**Problem statement**: Every line in the records below between the one holding "the white cloud" and the one holding "of the window", inclusive, is to be set down exactly; all other lines are to be left out.

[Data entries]
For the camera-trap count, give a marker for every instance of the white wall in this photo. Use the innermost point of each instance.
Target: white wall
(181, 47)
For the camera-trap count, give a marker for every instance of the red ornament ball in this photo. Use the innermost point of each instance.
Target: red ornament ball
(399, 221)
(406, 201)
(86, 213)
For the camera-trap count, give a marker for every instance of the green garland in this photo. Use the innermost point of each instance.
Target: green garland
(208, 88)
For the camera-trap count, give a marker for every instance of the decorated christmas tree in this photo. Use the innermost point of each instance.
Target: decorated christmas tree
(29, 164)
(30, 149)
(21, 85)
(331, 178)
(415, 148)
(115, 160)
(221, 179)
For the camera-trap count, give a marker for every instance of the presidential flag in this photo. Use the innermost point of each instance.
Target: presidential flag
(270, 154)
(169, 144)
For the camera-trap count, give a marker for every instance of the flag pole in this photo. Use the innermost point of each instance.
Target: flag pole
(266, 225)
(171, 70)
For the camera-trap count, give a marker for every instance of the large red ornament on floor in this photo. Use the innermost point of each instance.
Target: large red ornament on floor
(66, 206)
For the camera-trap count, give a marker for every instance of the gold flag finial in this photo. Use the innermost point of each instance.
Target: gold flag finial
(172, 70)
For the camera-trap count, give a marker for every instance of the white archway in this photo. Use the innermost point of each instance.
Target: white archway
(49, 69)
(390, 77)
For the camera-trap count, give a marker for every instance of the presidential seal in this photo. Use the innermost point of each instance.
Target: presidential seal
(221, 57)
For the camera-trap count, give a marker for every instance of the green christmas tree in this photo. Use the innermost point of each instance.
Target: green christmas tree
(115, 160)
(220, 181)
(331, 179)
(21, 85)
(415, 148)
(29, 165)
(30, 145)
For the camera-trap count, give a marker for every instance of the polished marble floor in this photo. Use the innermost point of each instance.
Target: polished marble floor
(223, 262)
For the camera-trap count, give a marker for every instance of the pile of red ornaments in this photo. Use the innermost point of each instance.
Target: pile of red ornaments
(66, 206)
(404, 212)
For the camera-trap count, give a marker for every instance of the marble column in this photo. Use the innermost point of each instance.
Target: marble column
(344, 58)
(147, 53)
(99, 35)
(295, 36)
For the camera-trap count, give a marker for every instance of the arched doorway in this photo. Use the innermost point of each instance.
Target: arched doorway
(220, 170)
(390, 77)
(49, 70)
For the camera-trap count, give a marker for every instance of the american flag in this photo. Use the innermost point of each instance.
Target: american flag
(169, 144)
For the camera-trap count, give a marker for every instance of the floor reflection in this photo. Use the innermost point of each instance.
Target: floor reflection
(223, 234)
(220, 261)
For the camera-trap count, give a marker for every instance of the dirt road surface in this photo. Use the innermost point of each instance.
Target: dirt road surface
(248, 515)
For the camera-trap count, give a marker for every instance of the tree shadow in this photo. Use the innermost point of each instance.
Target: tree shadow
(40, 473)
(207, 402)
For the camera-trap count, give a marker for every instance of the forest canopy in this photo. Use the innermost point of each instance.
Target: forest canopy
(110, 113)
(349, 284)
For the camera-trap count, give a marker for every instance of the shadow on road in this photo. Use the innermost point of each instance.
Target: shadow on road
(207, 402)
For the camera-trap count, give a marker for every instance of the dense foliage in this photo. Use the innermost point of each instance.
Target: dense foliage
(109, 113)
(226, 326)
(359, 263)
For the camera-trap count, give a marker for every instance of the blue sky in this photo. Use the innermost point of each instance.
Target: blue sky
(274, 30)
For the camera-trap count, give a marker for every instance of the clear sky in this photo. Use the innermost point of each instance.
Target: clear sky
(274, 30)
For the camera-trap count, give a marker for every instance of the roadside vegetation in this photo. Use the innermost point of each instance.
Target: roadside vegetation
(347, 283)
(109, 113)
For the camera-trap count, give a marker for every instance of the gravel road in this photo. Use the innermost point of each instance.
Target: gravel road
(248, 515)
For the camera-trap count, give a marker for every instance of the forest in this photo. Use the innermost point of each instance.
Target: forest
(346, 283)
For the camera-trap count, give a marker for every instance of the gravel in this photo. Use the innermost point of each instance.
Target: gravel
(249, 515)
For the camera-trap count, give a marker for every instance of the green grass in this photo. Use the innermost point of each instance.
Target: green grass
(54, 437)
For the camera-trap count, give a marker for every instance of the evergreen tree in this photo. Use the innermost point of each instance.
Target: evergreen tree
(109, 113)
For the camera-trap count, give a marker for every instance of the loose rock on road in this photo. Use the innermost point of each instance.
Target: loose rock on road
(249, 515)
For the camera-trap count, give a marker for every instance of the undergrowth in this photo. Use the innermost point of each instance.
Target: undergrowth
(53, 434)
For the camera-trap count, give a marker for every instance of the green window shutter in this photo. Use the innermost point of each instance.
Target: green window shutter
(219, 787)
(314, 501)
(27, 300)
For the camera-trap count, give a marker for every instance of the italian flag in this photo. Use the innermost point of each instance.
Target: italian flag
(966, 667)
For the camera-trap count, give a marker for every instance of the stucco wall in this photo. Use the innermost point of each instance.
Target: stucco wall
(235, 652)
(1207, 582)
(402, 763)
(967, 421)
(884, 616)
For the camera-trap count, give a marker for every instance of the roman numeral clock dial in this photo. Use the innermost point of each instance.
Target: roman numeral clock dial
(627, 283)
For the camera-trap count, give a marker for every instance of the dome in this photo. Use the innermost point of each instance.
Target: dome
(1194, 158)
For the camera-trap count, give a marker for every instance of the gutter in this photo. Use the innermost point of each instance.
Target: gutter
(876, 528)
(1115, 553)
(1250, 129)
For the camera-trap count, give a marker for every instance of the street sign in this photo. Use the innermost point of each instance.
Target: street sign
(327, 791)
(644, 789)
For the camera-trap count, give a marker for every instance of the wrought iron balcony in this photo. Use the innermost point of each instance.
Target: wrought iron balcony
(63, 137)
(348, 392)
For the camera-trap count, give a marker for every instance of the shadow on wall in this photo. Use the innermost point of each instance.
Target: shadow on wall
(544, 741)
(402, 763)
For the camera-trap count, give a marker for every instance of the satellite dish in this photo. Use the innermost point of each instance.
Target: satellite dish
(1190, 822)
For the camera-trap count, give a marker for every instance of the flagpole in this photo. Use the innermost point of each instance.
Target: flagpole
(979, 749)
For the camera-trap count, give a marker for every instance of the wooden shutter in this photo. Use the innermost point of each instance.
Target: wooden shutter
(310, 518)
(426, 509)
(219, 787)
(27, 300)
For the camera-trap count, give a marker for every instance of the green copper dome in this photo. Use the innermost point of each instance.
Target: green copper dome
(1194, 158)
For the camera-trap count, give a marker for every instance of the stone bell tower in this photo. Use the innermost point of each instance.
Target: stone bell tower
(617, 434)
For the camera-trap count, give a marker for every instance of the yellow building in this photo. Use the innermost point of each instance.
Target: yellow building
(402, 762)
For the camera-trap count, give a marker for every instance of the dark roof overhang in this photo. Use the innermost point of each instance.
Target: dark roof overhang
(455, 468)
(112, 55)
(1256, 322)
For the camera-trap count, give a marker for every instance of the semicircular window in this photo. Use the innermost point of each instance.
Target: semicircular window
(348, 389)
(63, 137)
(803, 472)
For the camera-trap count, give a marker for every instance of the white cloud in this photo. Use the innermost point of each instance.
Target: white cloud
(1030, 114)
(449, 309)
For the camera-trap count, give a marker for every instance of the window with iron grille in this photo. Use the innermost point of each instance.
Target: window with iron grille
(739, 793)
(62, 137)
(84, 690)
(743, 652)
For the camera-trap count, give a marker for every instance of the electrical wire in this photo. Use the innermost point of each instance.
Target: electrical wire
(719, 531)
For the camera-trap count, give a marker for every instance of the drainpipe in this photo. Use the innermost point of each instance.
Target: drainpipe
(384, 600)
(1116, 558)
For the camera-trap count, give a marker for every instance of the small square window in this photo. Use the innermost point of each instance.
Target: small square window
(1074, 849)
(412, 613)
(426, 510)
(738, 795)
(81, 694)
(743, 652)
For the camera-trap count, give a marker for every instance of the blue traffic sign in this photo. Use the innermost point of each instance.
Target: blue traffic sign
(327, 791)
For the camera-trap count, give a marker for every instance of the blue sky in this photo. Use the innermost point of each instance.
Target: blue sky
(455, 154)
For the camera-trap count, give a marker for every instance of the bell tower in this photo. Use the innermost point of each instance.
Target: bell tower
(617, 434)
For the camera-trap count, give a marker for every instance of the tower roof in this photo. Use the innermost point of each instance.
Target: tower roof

**Answer**:
For the camera-trap count, give a marker for every instance of the white cloud in this photo. Use the innermost point of each instance.
Target: white cloud
(1030, 114)
(449, 309)
For the camera-trap count, give a marker for every instance of the window with iron grille in this photo. Use the innermost point of each instance.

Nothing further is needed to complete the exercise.